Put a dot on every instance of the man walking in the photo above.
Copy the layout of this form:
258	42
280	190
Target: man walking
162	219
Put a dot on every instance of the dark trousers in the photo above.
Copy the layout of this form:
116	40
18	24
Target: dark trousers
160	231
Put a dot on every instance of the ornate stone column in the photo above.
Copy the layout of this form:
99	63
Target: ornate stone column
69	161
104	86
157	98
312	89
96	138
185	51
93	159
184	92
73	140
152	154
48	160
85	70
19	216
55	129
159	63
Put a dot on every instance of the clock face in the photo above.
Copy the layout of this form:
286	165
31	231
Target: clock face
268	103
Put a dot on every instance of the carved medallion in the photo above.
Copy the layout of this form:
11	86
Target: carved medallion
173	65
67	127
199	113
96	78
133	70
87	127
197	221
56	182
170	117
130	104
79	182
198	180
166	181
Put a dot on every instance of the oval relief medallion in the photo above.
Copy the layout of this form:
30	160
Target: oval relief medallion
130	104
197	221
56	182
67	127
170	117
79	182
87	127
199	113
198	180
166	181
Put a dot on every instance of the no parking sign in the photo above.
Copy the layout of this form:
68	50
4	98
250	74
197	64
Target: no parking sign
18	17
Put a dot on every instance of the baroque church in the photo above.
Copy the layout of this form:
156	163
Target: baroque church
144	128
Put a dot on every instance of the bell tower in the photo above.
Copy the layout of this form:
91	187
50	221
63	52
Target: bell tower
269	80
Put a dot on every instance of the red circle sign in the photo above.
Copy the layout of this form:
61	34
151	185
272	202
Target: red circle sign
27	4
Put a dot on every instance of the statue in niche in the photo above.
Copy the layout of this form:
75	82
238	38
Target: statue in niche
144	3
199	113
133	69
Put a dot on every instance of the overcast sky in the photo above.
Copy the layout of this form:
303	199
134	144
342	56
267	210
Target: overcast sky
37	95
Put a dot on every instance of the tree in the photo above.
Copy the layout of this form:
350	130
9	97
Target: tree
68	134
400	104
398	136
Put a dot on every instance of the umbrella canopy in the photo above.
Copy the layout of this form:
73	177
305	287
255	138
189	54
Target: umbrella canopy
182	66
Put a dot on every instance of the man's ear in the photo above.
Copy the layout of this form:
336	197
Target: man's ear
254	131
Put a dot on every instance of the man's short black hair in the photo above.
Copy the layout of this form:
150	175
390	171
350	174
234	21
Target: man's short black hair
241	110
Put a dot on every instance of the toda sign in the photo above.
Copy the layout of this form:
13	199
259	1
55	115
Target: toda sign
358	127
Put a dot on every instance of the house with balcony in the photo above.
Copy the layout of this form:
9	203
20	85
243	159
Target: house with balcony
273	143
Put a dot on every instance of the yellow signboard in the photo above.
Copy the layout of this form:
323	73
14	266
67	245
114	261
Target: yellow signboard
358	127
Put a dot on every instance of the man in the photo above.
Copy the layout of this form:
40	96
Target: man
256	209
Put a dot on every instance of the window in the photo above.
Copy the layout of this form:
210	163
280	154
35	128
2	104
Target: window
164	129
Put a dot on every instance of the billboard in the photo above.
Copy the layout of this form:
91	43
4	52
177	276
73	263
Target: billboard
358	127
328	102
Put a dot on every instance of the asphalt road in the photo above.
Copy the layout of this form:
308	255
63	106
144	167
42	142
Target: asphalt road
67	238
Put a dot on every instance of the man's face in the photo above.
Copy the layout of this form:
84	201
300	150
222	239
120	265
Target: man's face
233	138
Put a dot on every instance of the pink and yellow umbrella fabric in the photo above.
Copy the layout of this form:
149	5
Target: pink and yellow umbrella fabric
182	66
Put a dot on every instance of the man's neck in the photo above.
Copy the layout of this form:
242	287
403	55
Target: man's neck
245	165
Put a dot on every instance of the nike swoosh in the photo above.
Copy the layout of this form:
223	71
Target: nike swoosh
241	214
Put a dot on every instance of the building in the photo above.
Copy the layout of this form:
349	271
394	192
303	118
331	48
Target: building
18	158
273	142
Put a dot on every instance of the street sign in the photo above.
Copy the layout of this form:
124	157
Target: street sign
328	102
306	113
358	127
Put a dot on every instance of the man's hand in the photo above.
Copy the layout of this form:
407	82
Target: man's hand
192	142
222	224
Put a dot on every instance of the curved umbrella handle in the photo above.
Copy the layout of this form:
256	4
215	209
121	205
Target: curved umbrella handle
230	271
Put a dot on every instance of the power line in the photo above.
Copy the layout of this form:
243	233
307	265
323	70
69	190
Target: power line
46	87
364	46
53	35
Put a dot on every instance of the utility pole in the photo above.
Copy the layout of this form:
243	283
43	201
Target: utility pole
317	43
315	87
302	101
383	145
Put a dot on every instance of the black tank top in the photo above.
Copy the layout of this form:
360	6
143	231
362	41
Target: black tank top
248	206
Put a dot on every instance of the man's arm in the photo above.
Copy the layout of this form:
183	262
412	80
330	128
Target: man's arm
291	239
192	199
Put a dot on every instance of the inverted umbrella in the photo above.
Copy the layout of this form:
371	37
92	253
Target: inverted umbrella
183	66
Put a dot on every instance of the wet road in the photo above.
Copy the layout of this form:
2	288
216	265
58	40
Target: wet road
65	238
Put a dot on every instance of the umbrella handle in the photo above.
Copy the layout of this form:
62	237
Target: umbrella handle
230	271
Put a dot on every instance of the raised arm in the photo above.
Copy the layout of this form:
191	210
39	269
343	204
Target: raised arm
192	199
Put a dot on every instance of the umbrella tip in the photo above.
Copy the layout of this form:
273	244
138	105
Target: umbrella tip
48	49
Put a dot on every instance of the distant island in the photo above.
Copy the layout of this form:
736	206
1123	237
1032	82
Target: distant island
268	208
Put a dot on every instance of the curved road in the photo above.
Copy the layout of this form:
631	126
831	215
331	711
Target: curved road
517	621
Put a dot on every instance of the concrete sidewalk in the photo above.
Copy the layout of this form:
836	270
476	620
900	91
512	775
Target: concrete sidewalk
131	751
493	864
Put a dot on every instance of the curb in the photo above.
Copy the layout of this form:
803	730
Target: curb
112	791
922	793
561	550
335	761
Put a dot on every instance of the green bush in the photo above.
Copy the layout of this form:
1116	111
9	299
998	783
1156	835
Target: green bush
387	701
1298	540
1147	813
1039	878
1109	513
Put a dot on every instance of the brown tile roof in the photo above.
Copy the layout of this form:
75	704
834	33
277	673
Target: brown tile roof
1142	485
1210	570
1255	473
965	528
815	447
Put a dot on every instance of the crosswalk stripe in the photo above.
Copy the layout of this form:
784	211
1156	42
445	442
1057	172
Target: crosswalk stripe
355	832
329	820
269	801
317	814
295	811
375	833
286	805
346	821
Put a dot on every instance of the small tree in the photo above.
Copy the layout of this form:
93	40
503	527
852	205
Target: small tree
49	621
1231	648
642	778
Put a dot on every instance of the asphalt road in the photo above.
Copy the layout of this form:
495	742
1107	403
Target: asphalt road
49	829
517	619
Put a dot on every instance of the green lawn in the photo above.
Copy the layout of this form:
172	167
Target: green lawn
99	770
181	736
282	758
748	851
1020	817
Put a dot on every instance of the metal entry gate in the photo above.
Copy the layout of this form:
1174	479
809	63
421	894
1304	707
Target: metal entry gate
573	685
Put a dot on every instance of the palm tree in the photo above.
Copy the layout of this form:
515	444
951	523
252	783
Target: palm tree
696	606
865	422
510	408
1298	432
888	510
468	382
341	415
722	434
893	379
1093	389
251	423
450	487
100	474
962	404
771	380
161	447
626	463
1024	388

_Goal of the exercise_
What is needed is an exact transcription of every record above.

_Response to the exercise_
Put a dot on every instance of the man walking in the photo above.
Copy the layout of this form:
258	42
280	190
Target: man walking
162	219
Put a dot on every instance of the dark trousers in the photo above.
Copy the layout of this form:
116	40
18	24
Target: dark trousers
160	231
Put a dot on every instance of the ornate stone column in the photo above.
Copy the layout of this form:
99	63
Target: ornate stone column
69	161
104	86
157	98
312	89
96	138
185	51
93	159
184	92
73	140
152	154
48	160
85	70
19	216
55	129
159	63
Put a dot on every instance of the clock face in the photo above.
Copy the layout of this form:
286	165
31	231
Target: clock face
268	103
Put a dot on every instance of the carved medallion in the photo above.
Copy the layout of this form:
11	86
Target: carved medallion
173	65
67	127
199	113
96	78
133	70
87	127
197	221
56	182
170	117
130	104
79	182
198	180
166	181
Put a dot on every instance of the oval relief medallion in the photo above.
Copy the layout of this form:
30	160
Target: oval relief medallion
130	104
197	221
56	182
67	127
170	117
79	182
87	127
199	113
198	180
166	181
Put a dot on every instance of the no parking sign in the photo above.
Copy the layout of this form:
68	50
4	98
250	74
197	64
Target: no parking sign
18	17
Put a dot on every instance of the baroque church in the photo above.
Copy the layout of this form:
156	163
Target: baroque church
144	128
Put a dot on every instance of the bell tower in the photo above.
Copy the layout of this form:
91	187
50	221
63	52
Target: bell tower
269	80
Put a dot on every instance of the red circle sign in the photo above.
Copy the layout of this form:
61	34
151	185
272	202
Target: red circle sign
27	4
Put a dot on every instance of the statue in niche in the photo above.
Copy the layout of this form:
75	82
238	38
Target: statue in niche
144	3
199	113
133	69
Put a dot on every instance of the overcast sky in the photo above.
Copy the layout of this form:
303	199
134	144
342	56
267	210
Target: overcast sky
37	95
Put a dot on every instance of the tree in the photo above.
Copy the layout of this form:
350	130
9	97
Target: tree
68	134
400	104
398	136
Put a dot on every instance of the umbrella canopy in the photo above.
Copy the layout of this form:
73	177
305	287
255	138
189	54
Target: umbrella canopy
182	66
Put a dot on every instance of the man's ear in the photo above.
Copy the layout of this form:
336	197
Target: man's ear
254	131
Put a dot on every instance of the man's short black hair in the photo above.
Copy the layout of this form:
150	175
390	171
350	174
234	21
Target: man's short black hair
241	110
Put a dot on every instance of the toda sign in the photo above.
Copy the layout of this form:
13	199
259	1
55	115
Target: toda sign
358	127
Put a dot on every instance of the house with balcony in the photo above.
Copy the layout of this form:
9	203
20	85
243	159
Target: house with balcony
273	143
Put a dot on every instance of the yellow signboard in the photo above.
Copy the layout of this form:
323	73
14	266
67	245
114	261
Target: yellow signboard
358	127
Put a dot on every instance of the man in the photo above.
Copy the layout of this form:
40	96
Target: man
256	209
Put a dot on every instance of the window in the photo above.
Copy the layout of this form:
210	163
280	154
35	128
2	104
Target: window
164	129
Put a dot on every instance of the billboard in the photo above.
Copy the layout of this form:
91	43
4	52
177	276
73	263
Target: billboard
358	127
328	102
Put a dot on every instance of the asphalt road in the photo above.
Copy the layout of this form:
308	255
63	106
144	167
42	142
Target: asphalt road
67	238
Put a dot on every instance of the man's face in the photo above.
Copy the layout of this form:
84	201
300	150
222	239
120	265
Target: man's face
233	138
Put a dot on every instance of the pink and yellow umbrella fabric in the photo above.
Copy the layout of this form:
149	5
Target: pink and yellow umbrella fabric
182	66
Put a dot on every instance of the man's neck in the photo above.
Copy the layout of this form:
242	287
403	55
Target: man's neck
245	165
Put a dot on every instance of the nike swoosh in the photo above.
Copy the layout of this form:
223	71
Target: nike swoosh
241	214
Put a dot on every instance of the building in the photo above.
Copy the layout of this form:
349	271
394	192
303	118
331	48
Target: building
18	158
273	142
Put a dot on every instance of the street sign in the photo above.
Copy the layout of this form:
124	157
Target: street sign
328	102
306	113
358	127
Put a dot on every instance of the man's hand in the photo above.
Copy the layout of this form:
407	82
Target: man's hand
192	142
222	224
Put a dot on every instance of the curved umbrella handle in the photo above.
Copy the layout of this form:
256	4
215	209
121	205
Target: curved umbrella handle
230	271
Put a dot on every instance of the power line in the photo above.
Copy the layout of this form:
243	233
307	265
323	70
69	190
Target: power line
46	87
364	46
53	35
Put a dot on every instance of the utility pole in the photo above.
Copy the layout of this form:
243	283
43	201
Target: utility pole
317	43
315	87
302	101
383	145
Put a dot on every instance of the black tank top in the photo above.
Copy the layout of this form:
360	6
143	231
362	41
Target: black tank top
248	206
Put a dot on every instance of the man's arm in the photo above.
Copy the layout of this form:
183	262
412	80
330	128
Target: man's arm
291	239
192	199
Put a dot on every instance of the inverted umbrella in the photo above.
Copy the layout of this form:
371	37
92	253
Target: inverted umbrella
183	66
Put a dot on every instance of the wet road in the photo above.
Copy the layout of this form:
2	288
216	265
58	40
Target: wet road
65	238
Put a dot on every instance of the umbrella handle in the photo above.
Copy the layout of this form:
62	237
Target: umbrella handle
230	271
Put a dot on every instance of the raised arm in the photo above.
Copy the layout of this form:
191	210
39	269
343	204
Target: raised arm
192	199
Put a dot on every instance of the umbrella tip in the photo above.
Copy the layout of this form:
273	244
138	105
Target: umbrella tip
48	49
Put a dot on every instance of the distant island in the photo above.
Copy the layout of this form:
736	206
1123	237
1032	82
Target: distant island
268	208
Put a dot on every instance of the curved road in the photo above.
Copy the layout of this form:
631	126
831	215
331	711
Target: curved road
517	621
Put a dot on every instance of the concrete sidewalk in the photo above.
Copy the layout of this form:
836	270
476	620
900	91
512	775
Target: concrete sidewalk
131	751
493	864
Put a dot on every instance of the curb in the photo above.
Copy the layout of this form:
803	730
Target: curb
112	791
922	793
561	550
335	761
Put a dot on every instance of the green bush in the photo above.
Copy the layout of this form:
1116	111
9	299
998	783
1156	835
Target: green bush
387	701
1298	540
1147	813
1039	878
1109	513
Put a dot on every instance of the brown tile roof in the photo above.
Copy the layout of this form:
75	704
834	33
277	673
Target: brown tile roof
1142	485
1210	570
1255	473
965	528
815	447
Put a dot on every instance of the crosswalk stripe in the photo above.
Copy the layout of this form:
784	211
1156	42
445	442
1057	172
Target: crosswalk stripe
355	832
329	820
269	801
317	814
295	811
375	833
286	805
346	821
Put a dot on every instance of the small tree in the photo above.
Copy the layout of this form:
93	40
503	527
852	205
Target: small tree
49	621
1231	648
642	778
Put a dot on every instance of the asphalt road in the photo above.
Copy the layout of this form:
495	742
1107	403
Target: asphalt road
49	829
517	619
Put a dot on every instance of the green lawn in the photo above.
Copy the layout of this form:
172	167
Target: green lawn
99	770
181	736
282	758
748	851
1020	817
Put a dot on every instance of the metal entry gate in the photo above.
Copy the layout of this form:
1174	479
809	63
421	894
1304	707
Target: metal entry gate
573	685
Put a dot on every instance of the palm tree in the photo above.
Copy the layout of this form:
515	444
951	523
252	783
Target: palm tree
696	606
865	422
510	408
1298	432
888	510
468	382
341	415
722	434
893	379
1093	389
251	423
450	487
100	474
962	404
771	380
161	447
626	463
1024	388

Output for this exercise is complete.